◆ PROBLEM STATEMENT: Below are records; extract exactly the lines from the one with "Task: in the photo below, where can the asphalt" through the final line, including both, but drop the pictures.

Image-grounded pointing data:
=== Section Start ===

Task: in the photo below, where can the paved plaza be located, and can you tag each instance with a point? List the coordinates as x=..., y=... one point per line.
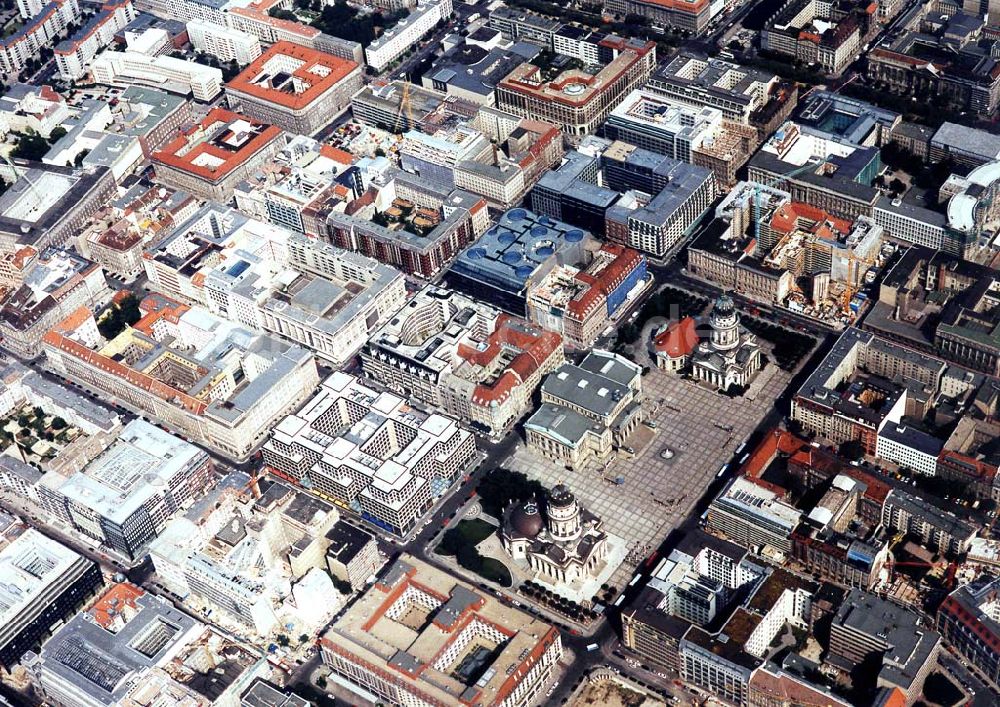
x=701, y=427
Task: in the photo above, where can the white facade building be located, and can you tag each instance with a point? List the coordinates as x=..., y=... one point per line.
x=908, y=447
x=73, y=56
x=224, y=43
x=395, y=41
x=370, y=451
x=167, y=73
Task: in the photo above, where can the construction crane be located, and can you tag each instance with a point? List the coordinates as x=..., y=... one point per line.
x=404, y=105
x=759, y=188
x=849, y=289
x=949, y=577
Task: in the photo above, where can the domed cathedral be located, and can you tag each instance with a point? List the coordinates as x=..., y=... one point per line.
x=565, y=544
x=731, y=355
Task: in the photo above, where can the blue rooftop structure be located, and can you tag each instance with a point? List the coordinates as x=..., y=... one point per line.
x=498, y=267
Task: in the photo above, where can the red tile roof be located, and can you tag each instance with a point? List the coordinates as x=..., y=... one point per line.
x=534, y=346
x=606, y=280
x=109, y=606
x=679, y=339
x=181, y=152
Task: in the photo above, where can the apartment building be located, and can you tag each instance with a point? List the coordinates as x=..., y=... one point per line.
x=125, y=497
x=59, y=283
x=43, y=584
x=516, y=24
x=790, y=32
x=936, y=528
x=359, y=448
x=867, y=628
x=426, y=225
x=966, y=620
x=205, y=378
x=352, y=555
x=306, y=180
x=580, y=302
x=74, y=55
x=100, y=656
x=212, y=157
x=370, y=646
x=576, y=101
x=47, y=205
x=224, y=43
x=201, y=82
x=43, y=23
x=745, y=95
x=680, y=14
x=381, y=104
x=296, y=88
x=398, y=39
x=752, y=514
x=330, y=312
x=682, y=132
x=467, y=358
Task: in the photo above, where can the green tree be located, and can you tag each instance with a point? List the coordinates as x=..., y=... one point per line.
x=469, y=558
x=503, y=486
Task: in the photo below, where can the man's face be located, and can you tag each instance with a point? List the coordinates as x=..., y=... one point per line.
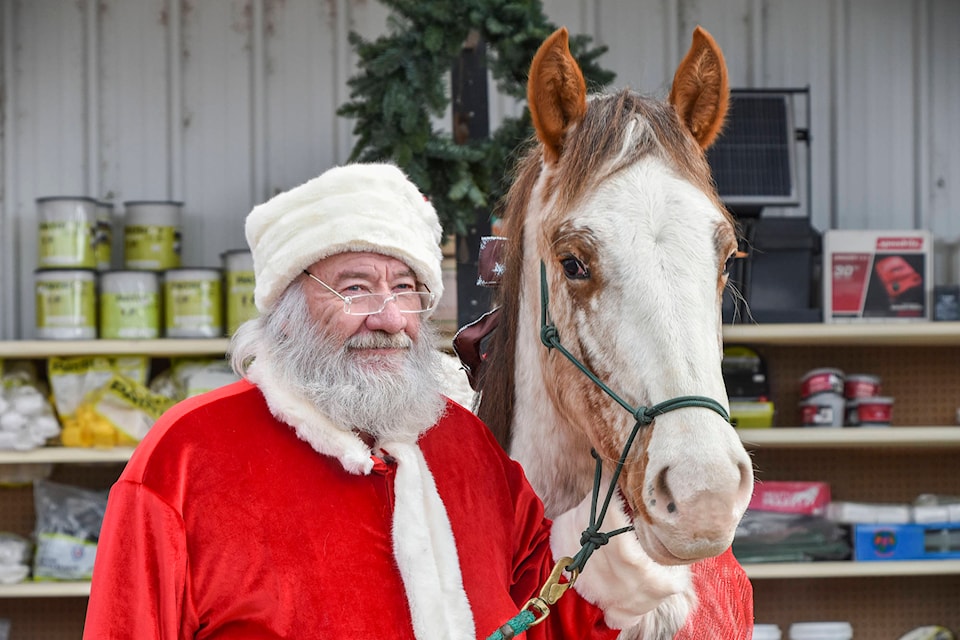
x=376, y=373
x=356, y=273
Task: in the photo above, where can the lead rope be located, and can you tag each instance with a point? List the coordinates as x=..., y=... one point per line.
x=537, y=609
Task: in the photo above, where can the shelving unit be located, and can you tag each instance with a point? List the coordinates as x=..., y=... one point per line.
x=55, y=610
x=919, y=365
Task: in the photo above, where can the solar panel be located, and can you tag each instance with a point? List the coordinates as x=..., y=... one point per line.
x=754, y=159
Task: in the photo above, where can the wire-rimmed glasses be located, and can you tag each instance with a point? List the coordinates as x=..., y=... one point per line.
x=368, y=304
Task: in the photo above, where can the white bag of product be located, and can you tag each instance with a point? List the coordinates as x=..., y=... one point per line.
x=67, y=530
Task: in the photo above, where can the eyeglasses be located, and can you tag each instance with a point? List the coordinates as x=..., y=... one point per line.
x=368, y=304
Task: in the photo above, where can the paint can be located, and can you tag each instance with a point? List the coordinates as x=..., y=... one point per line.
x=193, y=303
x=104, y=235
x=861, y=385
x=821, y=631
x=238, y=276
x=822, y=403
x=66, y=304
x=129, y=305
x=874, y=412
x=66, y=237
x=822, y=411
x=152, y=234
x=766, y=632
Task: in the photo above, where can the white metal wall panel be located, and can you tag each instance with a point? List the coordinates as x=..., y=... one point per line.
x=223, y=103
x=942, y=188
x=218, y=122
x=643, y=42
x=304, y=90
x=876, y=137
x=797, y=52
x=134, y=97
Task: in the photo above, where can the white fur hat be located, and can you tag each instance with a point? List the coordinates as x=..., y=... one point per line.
x=357, y=207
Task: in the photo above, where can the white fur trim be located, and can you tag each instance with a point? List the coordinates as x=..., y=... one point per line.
x=423, y=542
x=358, y=207
x=619, y=577
x=426, y=551
x=310, y=425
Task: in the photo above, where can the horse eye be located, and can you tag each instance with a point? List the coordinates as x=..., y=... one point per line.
x=574, y=269
x=729, y=264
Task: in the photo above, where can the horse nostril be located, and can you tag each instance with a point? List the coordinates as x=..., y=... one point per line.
x=663, y=490
x=746, y=478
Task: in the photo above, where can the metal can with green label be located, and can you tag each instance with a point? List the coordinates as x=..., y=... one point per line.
x=129, y=305
x=193, y=303
x=152, y=234
x=66, y=304
x=66, y=234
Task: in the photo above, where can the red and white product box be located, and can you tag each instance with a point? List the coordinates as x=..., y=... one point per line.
x=877, y=276
x=807, y=498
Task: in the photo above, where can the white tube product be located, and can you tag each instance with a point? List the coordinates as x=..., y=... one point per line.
x=66, y=237
x=104, y=235
x=238, y=276
x=821, y=631
x=152, y=234
x=66, y=304
x=193, y=303
x=129, y=305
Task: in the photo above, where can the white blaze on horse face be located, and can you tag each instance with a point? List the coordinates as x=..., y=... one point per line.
x=651, y=331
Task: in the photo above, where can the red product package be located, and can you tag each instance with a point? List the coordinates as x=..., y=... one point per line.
x=808, y=498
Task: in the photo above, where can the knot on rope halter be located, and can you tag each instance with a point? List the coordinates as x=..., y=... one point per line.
x=594, y=538
x=549, y=336
x=644, y=415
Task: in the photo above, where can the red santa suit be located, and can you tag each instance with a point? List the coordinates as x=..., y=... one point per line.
x=226, y=523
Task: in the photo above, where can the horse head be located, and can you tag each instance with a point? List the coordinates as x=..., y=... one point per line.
x=615, y=205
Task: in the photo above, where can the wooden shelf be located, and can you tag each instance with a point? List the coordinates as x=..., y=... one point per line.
x=160, y=348
x=776, y=437
x=71, y=455
x=850, y=437
x=863, y=334
x=45, y=590
x=892, y=568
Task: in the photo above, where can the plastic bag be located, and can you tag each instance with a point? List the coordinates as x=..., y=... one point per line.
x=68, y=528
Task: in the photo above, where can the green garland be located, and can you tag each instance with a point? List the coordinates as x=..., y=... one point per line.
x=400, y=88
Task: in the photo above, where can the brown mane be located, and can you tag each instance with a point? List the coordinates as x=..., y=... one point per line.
x=592, y=151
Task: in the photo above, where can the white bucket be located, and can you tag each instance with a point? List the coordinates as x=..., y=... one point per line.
x=152, y=235
x=193, y=303
x=238, y=276
x=66, y=234
x=821, y=631
x=129, y=305
x=104, y=235
x=66, y=304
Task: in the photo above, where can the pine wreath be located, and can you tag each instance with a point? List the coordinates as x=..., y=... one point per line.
x=400, y=88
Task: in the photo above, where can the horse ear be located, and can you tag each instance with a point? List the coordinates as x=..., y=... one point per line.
x=556, y=92
x=700, y=91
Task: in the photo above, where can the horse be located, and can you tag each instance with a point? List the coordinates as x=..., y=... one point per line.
x=615, y=232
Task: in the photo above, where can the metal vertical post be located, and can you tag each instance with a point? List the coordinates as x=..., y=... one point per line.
x=471, y=121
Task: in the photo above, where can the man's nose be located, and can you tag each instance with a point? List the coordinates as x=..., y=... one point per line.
x=389, y=320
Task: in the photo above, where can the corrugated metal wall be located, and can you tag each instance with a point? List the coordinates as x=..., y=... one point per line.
x=221, y=103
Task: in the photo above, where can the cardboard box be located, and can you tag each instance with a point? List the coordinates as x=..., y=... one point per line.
x=808, y=498
x=878, y=276
x=906, y=541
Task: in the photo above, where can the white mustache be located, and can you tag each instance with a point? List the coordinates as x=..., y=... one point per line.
x=380, y=341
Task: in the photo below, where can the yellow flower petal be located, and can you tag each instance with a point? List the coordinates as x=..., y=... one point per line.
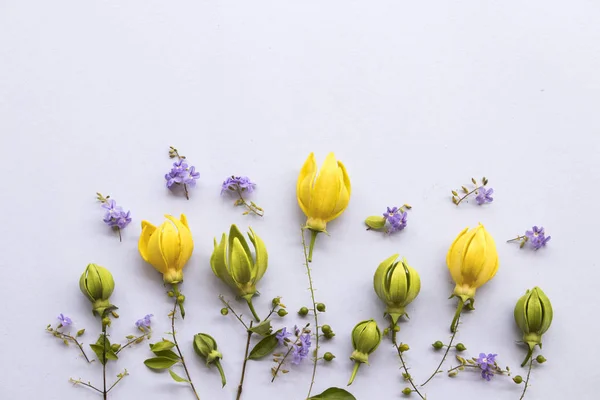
x=306, y=179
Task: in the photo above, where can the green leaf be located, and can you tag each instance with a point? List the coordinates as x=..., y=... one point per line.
x=177, y=378
x=375, y=222
x=159, y=363
x=263, y=329
x=263, y=348
x=334, y=394
x=162, y=345
x=170, y=354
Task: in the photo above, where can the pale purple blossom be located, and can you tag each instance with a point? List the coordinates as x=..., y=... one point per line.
x=484, y=195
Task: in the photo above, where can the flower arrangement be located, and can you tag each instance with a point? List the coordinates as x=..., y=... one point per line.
x=240, y=261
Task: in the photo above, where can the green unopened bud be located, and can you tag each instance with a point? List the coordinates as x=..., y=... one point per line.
x=438, y=345
x=206, y=347
x=533, y=315
x=397, y=284
x=97, y=284
x=540, y=359
x=366, y=337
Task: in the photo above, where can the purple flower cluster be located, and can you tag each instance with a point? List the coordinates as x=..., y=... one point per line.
x=182, y=174
x=64, y=320
x=238, y=183
x=115, y=215
x=537, y=237
x=144, y=322
x=487, y=363
x=395, y=219
x=484, y=195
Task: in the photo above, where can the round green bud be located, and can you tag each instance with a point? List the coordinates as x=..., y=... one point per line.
x=438, y=345
x=540, y=359
x=303, y=311
x=281, y=312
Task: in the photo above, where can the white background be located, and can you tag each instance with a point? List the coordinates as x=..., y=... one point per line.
x=414, y=98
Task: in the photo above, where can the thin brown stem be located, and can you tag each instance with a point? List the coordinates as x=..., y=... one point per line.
x=315, y=312
x=187, y=373
x=241, y=385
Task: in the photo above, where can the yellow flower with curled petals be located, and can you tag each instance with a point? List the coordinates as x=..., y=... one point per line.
x=322, y=197
x=167, y=247
x=472, y=261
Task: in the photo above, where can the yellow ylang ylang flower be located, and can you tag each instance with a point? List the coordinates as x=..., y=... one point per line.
x=322, y=197
x=233, y=263
x=472, y=261
x=168, y=247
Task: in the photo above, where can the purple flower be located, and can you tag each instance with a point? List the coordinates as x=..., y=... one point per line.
x=486, y=361
x=238, y=183
x=144, y=322
x=395, y=219
x=64, y=320
x=487, y=374
x=281, y=336
x=300, y=351
x=182, y=173
x=537, y=237
x=484, y=195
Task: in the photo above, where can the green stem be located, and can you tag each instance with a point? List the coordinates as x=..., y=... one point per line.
x=445, y=354
x=354, y=371
x=527, y=379
x=223, y=380
x=459, y=308
x=313, y=238
x=248, y=299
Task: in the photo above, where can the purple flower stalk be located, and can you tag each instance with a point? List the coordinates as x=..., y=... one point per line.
x=145, y=322
x=64, y=320
x=395, y=219
x=484, y=195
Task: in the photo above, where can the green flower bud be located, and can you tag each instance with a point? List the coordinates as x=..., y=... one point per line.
x=438, y=345
x=533, y=314
x=206, y=347
x=540, y=359
x=366, y=337
x=97, y=284
x=233, y=263
x=396, y=284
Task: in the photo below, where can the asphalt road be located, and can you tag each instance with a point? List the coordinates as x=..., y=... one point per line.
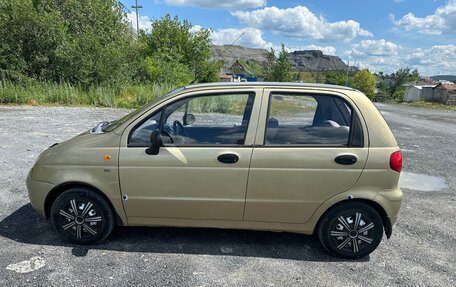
x=421, y=252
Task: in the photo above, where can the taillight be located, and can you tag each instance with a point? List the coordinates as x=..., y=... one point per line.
x=396, y=161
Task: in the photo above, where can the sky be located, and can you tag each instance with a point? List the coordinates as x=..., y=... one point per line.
x=381, y=35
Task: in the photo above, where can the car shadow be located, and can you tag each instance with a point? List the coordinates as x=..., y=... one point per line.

=== Section End ===

◆ RESULT FOR THIS TASK:
Task: in the photo below, where can the asphalt road be located, and can you tag each instance with a point? List the coordinates as x=..., y=... one point per line.
x=421, y=252
Task: in the photo above, where can the taillight be located, and can you tag each instance with a point? List the coordinates as x=..., y=... one point per line.
x=396, y=161
Task: in the photo above, where can the sky be located, and can you tag each instance with a point? List the coordinates as x=..., y=... one point per line.
x=381, y=35
Task: in the photo above, where can the car shadow be located, and can you tag each instance with a point? List the coordinates as x=..., y=... one point per line.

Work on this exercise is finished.